| Text section |
[start]
# Paph Prince Edward of York



## bench72 (Nov 19, 2008)

For those who may have seen the thread Guessing Game # ....562 or something like that, here is the plant with the flowers opened.

Paph rothschildianum 'Radical' x Paph sanderianum 'Daddy Long Legs'






cheers
tim


----------



## emydura (Nov 19, 2008)

WOW. That is a beautiful dark clone Tim. A bit different to your standard PEOY. Nice beefy flowers as well. Very nice.

David


----------



## biothanasis (Nov 19, 2008)

Stunning patternal shape and colours!!!!


----------



## P-chan (Nov 19, 2008)

Oh, YUM!! That's REALLY nice.


----------



## Rayb (Nov 19, 2008)

the colors are exceptional great job 

Ray


----------



## SlipperKing (Nov 19, 2008)

You definitely got the plant with the kick'in colors and strong bloomer to boot!


----------



## paphjoint (Nov 19, 2008)

Wonderful


----------



## Elena (Nov 19, 2008)

Gorgeous!


----------



## goldenrose (Nov 19, 2008)

:clap: Lovely, I thought the petals might twist. Tim - give us an idea on size of the plant please & is this a single growth? I can see the new start in front, this looks to be a rather compact plant, I was under the impression a PEOY needed to be more mature with a new growth 1/2 mature before blooming? 
Mine's starting to unfurl!


----------



## GuRu (Nov 19, 2008)

Tim that's a very impressive clone with dark colouration. I like it very much.

Best regards from Germany, rudolf


----------



## JeanLux (Nov 19, 2008)

very pretty royal off-spring (king x queen  or queen x king)!!! Jean


----------



## Heather (Nov 19, 2008)

That is GORGEOUS!


----------



## @[email protected] (Nov 19, 2008)

the best dark peoy i have seen


----------



## bench72 (Nov 19, 2008)

Thanks for the nice comments everyone.



goldenrose said:


> give us an idea on size of the plant please & is this a single growth? I can see the new start in front, this looks to be a rather compact plant...
[end]
| Goal |
Continue the forum thread about the Paph Prince Edward of York from the point where it stops.

| Material provided |
[start]
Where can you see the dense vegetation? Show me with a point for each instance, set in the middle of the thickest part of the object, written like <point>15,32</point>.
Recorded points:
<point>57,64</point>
[end]
| Response to this exercise |
umm... i'm not sure if it is just my condition but many of my plants tend to bloom on smaller plants than others i have seen at show... 

having said that, this plant isn't one of the smaller ones... the two bottom leaves are about 25cm (10 inches) each. It is only one mature growth with two new starts, the one you can see and another smaller one coming off the other bottom leaf. 

cheers
tim


----------



## Hera (Nov 19, 2008)

I bet that one is stunning in person. Pictures never do them total justice.


----------



## paphioland (Nov 19, 2008)

nice thanks. I saw its parent Roth 'Radical' last year. Can see the family resemblence.


----------



## paphioboy (Nov 19, 2008)

That is one gorgeous blooming... :drool: :drool: Great long chunky petals...


----------



## SlipperFan (Nov 19, 2008)

That is gorgeous. And it's blooming on the first growth???


----------



## Wendy (Nov 19, 2008)

Boy I just love that one....good looking flower! Do you have a show coming up so that you can show it off?


----------



## Hien (Nov 19, 2008)

The flowers are so strong, they remind me images of athletes. Simply gorgeous.


----------



## Scooby5757 (Nov 19, 2008)

That is awesome, and that is gonna be SPECTACULAR with some more growths behind it. Congrats! :clap:


----------



## e-spice (Nov 20, 2008)

You have a real winner there. It's absolutely amazing.

e-spice


----------



## Corbin (Nov 20, 2008)

Can not think of anything to say that has not already been said.:clap::clap::clap:


----------



## bench72 (Dec 1, 2008)

Thanks again for all the kind words... 

unfortunately show season is over here in Oz... lots of Xmas parties though and I don't trust myself to be carting this one around esp after my debacle last monday when i had a fight with a tree after having a few too many glasses of wine, and came out with a torn eye... aaah well, when's pirate day anyways?

oh and here's an updated shot with all three flowers fully open and extended.


----------



## SlipperKing (Dec 1, 2008)

Sweet jeepers matey! Look'in darn good!


----------



## Elena (Dec 1, 2008)

What a beauty!


----------



## Wendy (Dec 1, 2008)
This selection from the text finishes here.